───── Extracted records ─────
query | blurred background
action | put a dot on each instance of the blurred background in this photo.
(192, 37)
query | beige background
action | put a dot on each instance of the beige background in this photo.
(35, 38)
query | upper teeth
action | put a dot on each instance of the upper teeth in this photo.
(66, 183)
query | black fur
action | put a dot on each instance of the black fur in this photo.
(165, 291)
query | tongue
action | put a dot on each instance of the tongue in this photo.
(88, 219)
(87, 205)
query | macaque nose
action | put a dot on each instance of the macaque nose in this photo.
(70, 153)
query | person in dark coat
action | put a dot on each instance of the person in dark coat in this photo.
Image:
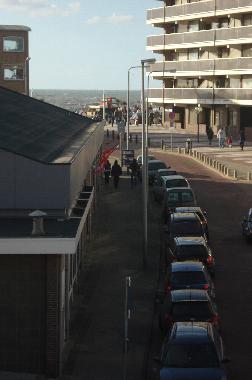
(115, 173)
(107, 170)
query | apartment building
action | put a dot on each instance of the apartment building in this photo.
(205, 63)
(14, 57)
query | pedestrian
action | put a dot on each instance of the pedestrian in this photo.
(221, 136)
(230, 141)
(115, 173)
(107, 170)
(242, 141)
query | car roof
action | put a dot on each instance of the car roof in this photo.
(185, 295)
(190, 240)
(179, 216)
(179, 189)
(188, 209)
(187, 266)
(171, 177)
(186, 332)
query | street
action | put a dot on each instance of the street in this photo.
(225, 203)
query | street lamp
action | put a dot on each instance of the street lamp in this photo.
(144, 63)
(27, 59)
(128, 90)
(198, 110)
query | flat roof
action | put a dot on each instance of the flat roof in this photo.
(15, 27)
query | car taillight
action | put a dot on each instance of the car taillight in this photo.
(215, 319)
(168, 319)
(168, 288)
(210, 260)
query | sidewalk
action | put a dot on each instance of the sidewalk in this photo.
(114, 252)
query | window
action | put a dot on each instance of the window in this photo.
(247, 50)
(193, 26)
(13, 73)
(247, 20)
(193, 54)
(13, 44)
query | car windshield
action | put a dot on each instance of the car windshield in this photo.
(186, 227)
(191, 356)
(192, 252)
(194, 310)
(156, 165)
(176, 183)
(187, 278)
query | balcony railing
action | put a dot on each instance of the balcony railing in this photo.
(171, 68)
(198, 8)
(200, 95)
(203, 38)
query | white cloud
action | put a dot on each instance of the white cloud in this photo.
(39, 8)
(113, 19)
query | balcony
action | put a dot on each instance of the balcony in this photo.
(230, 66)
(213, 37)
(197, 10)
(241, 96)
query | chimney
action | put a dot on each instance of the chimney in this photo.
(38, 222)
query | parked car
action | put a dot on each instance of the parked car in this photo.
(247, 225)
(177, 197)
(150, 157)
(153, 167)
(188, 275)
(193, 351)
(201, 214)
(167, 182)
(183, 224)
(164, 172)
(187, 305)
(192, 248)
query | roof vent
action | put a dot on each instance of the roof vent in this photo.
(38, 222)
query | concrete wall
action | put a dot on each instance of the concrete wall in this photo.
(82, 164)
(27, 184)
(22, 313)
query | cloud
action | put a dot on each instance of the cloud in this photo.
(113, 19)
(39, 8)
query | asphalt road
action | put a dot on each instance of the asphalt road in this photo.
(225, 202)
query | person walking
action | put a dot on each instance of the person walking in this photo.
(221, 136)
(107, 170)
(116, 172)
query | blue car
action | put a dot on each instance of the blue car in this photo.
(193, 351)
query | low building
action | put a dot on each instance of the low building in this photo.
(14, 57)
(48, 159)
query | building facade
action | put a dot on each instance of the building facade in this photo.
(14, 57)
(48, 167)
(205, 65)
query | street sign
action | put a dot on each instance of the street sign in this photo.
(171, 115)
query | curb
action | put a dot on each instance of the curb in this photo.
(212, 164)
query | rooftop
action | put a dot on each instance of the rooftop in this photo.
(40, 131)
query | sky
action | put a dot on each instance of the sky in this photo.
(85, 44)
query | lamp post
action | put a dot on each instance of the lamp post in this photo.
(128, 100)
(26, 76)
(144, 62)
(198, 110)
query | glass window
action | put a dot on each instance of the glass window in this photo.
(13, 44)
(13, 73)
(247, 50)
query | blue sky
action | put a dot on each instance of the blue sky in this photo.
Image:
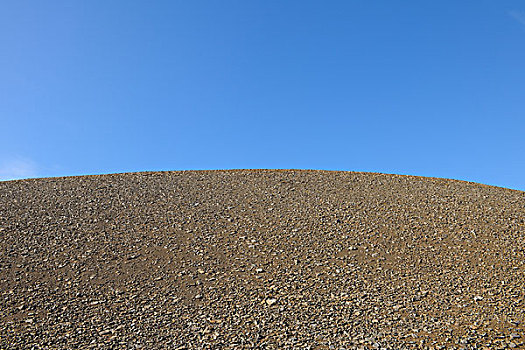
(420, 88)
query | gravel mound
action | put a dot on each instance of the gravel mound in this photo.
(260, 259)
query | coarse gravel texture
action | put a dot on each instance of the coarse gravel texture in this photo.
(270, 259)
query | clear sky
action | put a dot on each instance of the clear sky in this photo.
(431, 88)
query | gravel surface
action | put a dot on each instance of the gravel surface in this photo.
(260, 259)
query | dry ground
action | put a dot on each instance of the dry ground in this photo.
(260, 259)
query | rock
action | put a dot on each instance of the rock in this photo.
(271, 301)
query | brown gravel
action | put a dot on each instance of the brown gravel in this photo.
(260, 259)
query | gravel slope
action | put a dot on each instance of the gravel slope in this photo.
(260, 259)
─────
───── Extracted records ─────
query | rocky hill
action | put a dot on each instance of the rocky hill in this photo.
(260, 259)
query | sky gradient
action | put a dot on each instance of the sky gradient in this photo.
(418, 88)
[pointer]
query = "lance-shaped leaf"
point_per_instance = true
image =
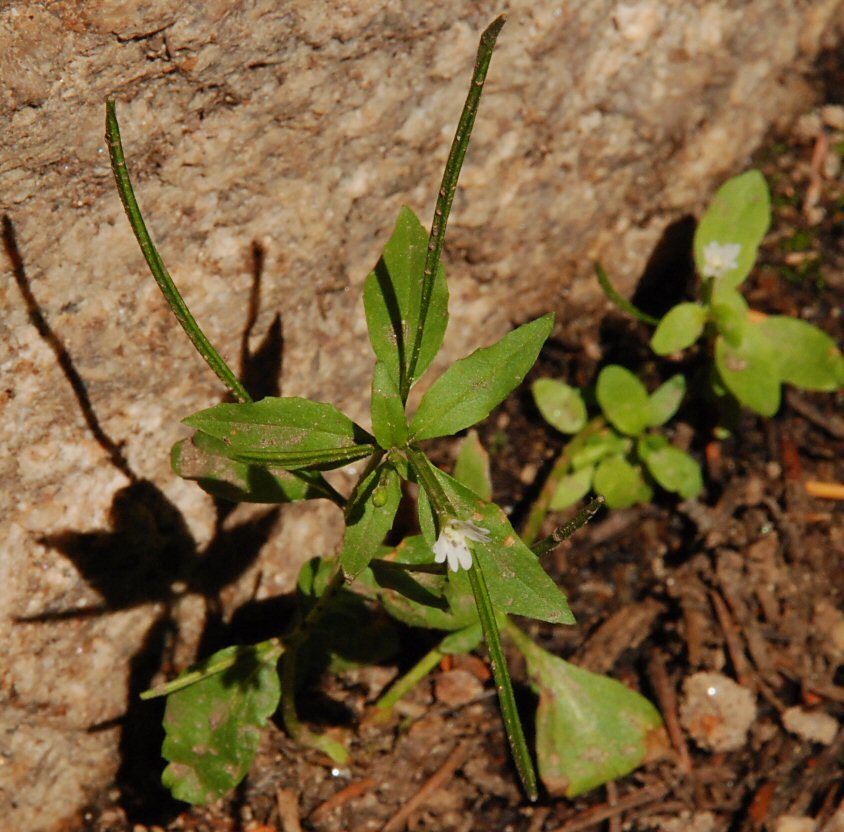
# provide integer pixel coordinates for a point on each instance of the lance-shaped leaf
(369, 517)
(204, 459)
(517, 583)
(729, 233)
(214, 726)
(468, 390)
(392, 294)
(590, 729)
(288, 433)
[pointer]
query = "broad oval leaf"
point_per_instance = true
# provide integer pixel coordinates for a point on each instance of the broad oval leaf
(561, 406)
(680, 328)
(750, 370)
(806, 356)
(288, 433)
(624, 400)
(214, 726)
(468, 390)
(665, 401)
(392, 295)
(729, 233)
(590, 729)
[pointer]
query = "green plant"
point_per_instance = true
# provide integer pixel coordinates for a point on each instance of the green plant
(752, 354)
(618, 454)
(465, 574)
─────
* _Assignment_
Within the data above, the lines from the one with "query | car windshield" to the one with "query | curb" must be repeated exactly; no other line belongs in the answer.

* _Answer to this exercise_
query | car windshield
action | put a dot on each instance of the car windshield in this photo.
(186, 227)
(191, 356)
(192, 252)
(194, 310)
(156, 165)
(176, 183)
(187, 278)
query | balcony railing
action | put a dot on each instance of the balcony railing in this photo.
(171, 68)
(198, 8)
(200, 95)
(203, 38)
query | white cloud
action | put a dot on each instance of the white cloud in this photo.
(39, 8)
(113, 19)
query | balcony
action | put a dot on each instance of the balcony in this photo.
(230, 66)
(213, 37)
(197, 10)
(241, 96)
query | chimney
action | put a dot on each instance of the chimney in this photo.
(38, 222)
query | parked car
action | put a dot on each instance of the parked car in this photo.
(247, 225)
(177, 197)
(150, 157)
(153, 167)
(188, 275)
(193, 351)
(201, 214)
(167, 182)
(183, 224)
(164, 172)
(187, 305)
(192, 248)
query | roof vent
action | put a dot on each instance of the roof vent in this photo.
(38, 222)
query | concrete wall
action | put a dot on each instance of the concrete wall in this photo.
(82, 164)
(27, 184)
(22, 313)
query | cloud
action | put a dot on each instance of the cloud in this photo.
(113, 19)
(39, 8)
query | asphalt road
action | put a dot on each instance of the asphalt road in this photo.
(225, 202)
query | person walking
action | put a dot on each instance of the person walking in this photo.
(221, 136)
(107, 170)
(116, 172)
query | blue car
action | put a dot on each instance of the blue car in this photo.
(193, 351)
query | low building
action | put a dot on each instance of the low building in this photo.
(14, 57)
(48, 159)
query | building facade
action | put a dot on each instance of the building facade in this photo.
(14, 57)
(48, 167)
(205, 65)
query | street sign
action | put a dot on each instance of the street sign in this photo.
(171, 115)
query | curb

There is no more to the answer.